Assigned task: The expected output is each line below containing "walking", copied in full.

Information shown Block Start

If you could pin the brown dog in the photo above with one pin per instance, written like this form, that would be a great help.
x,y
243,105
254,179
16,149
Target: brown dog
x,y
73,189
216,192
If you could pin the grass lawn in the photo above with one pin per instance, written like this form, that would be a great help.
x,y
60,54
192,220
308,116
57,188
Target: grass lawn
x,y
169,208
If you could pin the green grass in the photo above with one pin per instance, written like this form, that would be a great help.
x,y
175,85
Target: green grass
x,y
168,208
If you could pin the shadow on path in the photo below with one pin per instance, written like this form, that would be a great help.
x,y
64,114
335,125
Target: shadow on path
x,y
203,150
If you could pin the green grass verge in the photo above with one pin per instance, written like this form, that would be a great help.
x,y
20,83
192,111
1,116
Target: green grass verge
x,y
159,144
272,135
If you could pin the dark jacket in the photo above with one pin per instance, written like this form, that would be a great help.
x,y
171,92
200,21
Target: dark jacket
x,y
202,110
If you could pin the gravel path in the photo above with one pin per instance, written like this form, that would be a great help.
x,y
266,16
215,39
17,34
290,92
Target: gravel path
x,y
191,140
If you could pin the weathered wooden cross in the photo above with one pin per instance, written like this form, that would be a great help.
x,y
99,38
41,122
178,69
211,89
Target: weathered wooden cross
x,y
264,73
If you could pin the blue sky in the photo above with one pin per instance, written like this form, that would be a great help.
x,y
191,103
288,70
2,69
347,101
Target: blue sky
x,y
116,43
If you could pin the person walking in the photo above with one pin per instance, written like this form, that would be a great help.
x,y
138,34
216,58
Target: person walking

Information shown Block End
Information shown Block Start

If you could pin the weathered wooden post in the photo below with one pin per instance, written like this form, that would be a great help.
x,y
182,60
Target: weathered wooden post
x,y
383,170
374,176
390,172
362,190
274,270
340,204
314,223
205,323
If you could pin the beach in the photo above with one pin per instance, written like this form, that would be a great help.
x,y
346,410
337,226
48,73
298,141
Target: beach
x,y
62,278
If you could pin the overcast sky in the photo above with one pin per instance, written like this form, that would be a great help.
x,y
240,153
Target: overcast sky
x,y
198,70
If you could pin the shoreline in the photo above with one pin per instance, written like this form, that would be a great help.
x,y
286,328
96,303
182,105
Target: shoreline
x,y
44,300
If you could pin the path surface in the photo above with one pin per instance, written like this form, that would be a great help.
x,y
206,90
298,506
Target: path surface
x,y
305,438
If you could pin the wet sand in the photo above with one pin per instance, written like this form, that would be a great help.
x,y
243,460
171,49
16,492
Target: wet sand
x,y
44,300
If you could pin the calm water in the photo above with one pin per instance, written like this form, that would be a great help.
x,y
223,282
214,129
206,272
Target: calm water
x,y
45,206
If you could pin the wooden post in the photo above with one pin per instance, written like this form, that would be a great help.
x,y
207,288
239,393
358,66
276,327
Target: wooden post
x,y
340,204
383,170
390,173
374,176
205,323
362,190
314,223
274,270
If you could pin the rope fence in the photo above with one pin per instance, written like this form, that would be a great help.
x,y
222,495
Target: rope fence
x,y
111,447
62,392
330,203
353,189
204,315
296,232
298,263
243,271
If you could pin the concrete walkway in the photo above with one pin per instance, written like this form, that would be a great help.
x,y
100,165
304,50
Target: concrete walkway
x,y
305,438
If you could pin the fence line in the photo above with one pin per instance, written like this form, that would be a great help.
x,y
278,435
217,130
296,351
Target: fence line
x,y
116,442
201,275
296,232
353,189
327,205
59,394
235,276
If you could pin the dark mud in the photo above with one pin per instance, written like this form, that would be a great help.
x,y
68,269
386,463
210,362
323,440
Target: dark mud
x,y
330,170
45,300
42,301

Information shown Block End
Information shown Block Start

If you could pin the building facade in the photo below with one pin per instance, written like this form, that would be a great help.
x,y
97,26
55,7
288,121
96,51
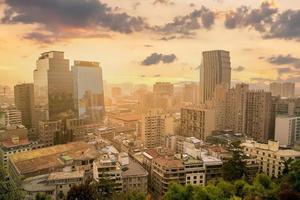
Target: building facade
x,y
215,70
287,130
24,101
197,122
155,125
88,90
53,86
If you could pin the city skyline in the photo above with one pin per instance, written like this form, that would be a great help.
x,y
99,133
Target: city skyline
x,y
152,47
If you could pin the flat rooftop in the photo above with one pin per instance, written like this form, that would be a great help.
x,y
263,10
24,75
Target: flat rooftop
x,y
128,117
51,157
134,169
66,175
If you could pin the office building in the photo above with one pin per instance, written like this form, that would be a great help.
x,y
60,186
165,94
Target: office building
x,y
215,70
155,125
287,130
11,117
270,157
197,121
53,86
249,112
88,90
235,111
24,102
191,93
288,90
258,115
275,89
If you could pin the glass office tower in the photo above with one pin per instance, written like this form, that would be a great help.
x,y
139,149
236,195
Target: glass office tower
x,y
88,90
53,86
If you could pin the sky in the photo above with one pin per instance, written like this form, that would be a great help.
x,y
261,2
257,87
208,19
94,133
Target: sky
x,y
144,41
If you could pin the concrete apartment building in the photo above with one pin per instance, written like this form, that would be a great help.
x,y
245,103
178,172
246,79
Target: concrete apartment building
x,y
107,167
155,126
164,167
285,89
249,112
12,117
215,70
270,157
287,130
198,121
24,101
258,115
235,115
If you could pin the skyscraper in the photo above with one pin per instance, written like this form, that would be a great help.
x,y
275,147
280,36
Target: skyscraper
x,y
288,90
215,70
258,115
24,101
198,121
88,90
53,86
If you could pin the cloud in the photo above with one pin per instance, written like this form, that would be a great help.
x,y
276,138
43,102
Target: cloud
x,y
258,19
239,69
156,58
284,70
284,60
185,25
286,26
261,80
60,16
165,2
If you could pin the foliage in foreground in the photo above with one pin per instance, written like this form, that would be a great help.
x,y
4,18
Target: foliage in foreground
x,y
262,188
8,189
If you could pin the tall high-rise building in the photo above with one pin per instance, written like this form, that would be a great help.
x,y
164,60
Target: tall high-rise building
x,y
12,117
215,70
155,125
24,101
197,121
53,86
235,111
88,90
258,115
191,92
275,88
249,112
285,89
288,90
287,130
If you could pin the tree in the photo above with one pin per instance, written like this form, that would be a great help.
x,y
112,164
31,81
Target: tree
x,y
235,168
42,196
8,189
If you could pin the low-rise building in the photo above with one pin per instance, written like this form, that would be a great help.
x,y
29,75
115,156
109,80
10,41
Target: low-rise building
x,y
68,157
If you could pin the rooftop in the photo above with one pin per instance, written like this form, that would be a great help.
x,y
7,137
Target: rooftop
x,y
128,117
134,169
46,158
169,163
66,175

Information shown Block End

Result of the task:
If you could pin the person walking in the photo above with one pin per instance, written like this form, that would be a great help.
Target: person walking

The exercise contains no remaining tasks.